**** Material shown ****

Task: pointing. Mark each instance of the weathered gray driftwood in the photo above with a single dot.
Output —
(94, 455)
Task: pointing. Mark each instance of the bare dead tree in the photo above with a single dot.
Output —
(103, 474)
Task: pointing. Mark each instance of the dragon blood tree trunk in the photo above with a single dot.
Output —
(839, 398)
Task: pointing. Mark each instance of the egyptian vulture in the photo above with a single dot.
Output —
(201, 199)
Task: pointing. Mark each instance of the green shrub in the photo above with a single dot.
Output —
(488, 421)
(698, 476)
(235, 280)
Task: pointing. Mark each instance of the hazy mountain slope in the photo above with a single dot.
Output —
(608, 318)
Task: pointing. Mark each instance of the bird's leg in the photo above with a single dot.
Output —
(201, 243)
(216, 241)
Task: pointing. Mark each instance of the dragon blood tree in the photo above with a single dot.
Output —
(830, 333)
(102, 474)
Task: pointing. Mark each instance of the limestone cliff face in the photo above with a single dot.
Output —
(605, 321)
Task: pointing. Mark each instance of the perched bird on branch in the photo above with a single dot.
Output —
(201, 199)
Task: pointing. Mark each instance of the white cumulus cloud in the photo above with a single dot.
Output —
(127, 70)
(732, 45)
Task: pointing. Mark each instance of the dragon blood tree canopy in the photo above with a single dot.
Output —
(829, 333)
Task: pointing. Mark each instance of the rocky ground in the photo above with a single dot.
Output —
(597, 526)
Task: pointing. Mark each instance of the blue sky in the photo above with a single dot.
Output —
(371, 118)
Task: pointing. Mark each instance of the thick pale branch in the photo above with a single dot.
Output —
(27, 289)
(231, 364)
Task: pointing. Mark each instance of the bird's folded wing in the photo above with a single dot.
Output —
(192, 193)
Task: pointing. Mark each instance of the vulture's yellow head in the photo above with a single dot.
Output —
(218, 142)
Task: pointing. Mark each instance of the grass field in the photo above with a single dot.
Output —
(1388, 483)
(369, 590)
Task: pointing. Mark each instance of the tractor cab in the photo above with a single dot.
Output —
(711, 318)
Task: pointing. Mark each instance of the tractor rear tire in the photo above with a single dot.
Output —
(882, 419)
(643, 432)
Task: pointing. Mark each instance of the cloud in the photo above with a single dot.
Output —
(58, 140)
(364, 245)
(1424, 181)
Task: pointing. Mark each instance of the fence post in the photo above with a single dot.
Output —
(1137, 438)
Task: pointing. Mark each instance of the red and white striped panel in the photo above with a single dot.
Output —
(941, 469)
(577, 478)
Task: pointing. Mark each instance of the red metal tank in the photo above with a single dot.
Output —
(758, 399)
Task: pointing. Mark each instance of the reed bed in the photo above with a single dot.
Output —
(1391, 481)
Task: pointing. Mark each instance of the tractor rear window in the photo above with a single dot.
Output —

****

■ What the task requires ■
Emit the full listing verbatim.

■ Exercise result ■
Task: pointing. Mark each instance of the weathered gray driftwood in the photo above with a single dot.
Output —
(94, 455)
Task: pointing. Mark each instance of the bare dead tree in the photo above with a single dot.
Output —
(103, 474)
Task: pointing. Mark each instance of the dragon blood tree trunk in the photo above with a single dot.
Output —
(839, 398)
Task: pointing. Mark each instance of the egyptian vulture in the photo above with a single dot.
Output —
(201, 199)
Task: pointing. Mark each instance of the green shrub in the photo above with a single dot.
Output —
(488, 421)
(698, 476)
(235, 280)
Task: pointing. Mark each instance of the hazy mountain slope in the photo above with a single dot.
Output —
(608, 318)
Task: pointing. Mark each instance of the bird's leg in the photo above with a single dot.
Output —
(201, 243)
(216, 241)
Task: pointing. Mark each instance of the dragon blood tree in the photo above with a single dot.
Output —
(830, 333)
(102, 474)
Task: pointing. Mark each instance of the limestone cliff face in the photo above with a single dot.
Output —
(605, 321)
Task: pointing. Mark each instance of the perched bird on branch in the photo above with a single dot.
Output —
(201, 199)
Task: pointing. Mark each instance of the white cumulus cloud in the photo above with a single dot.
Output —
(127, 70)
(732, 45)
Task: pointing. Mark each instance of the dragon blood tree canopy in the photo above with a single dot.
Output —
(829, 333)
Task: pointing. Mark each instance of the rocky ground in the photo above with a single dot.
Output —
(597, 526)
Task: pointing. Mark each instance of the blue sky in the photo above with a single dot.
Output —
(371, 118)
Task: pointing. Mark each instance of the thick pale branch in the photo above with a single dot.
Output —
(27, 289)
(231, 364)
Task: pointing. Mark each instance of the bird's folded wing in the photo above with a single dot.
Output —
(192, 193)
Task: pointing. Mark each instance of the vulture's yellow head in the photo above with a single dot.
Output —
(218, 142)
Task: pointing. Mark each instance of the grass field in the photo above with a single dot.
Output —
(1388, 483)
(369, 590)
Task: pointing. Mark each instance of the tractor cab in the photo above with a single dot.
Output —
(711, 318)
Task: pointing. Mark each instance of the tractor rear tire in the photo above with a single dot.
Output —
(882, 419)
(643, 432)
Task: pointing. Mark each instance of the cloud in the photo above with a single dot.
Output —
(58, 140)
(364, 245)
(1424, 181)
Task: pointing. Mark each instance of the fence post in the photo above with a single dot.
Output —
(1137, 438)
Task: pointing. Mark each instance of the red and white striped panel in the photo above with a single dot.
Output —
(941, 469)
(577, 478)
Task: pointing. Mark each instance of the red metal tank in the photo above with a single dot.
Output —
(758, 399)
Task: pointing. Mark each instance of the reed bed in the photo above with a single dot.
Output —
(1391, 481)
Task: pointing. Mark each instance of the tractor rear window in the photo above with a single dot.
Output —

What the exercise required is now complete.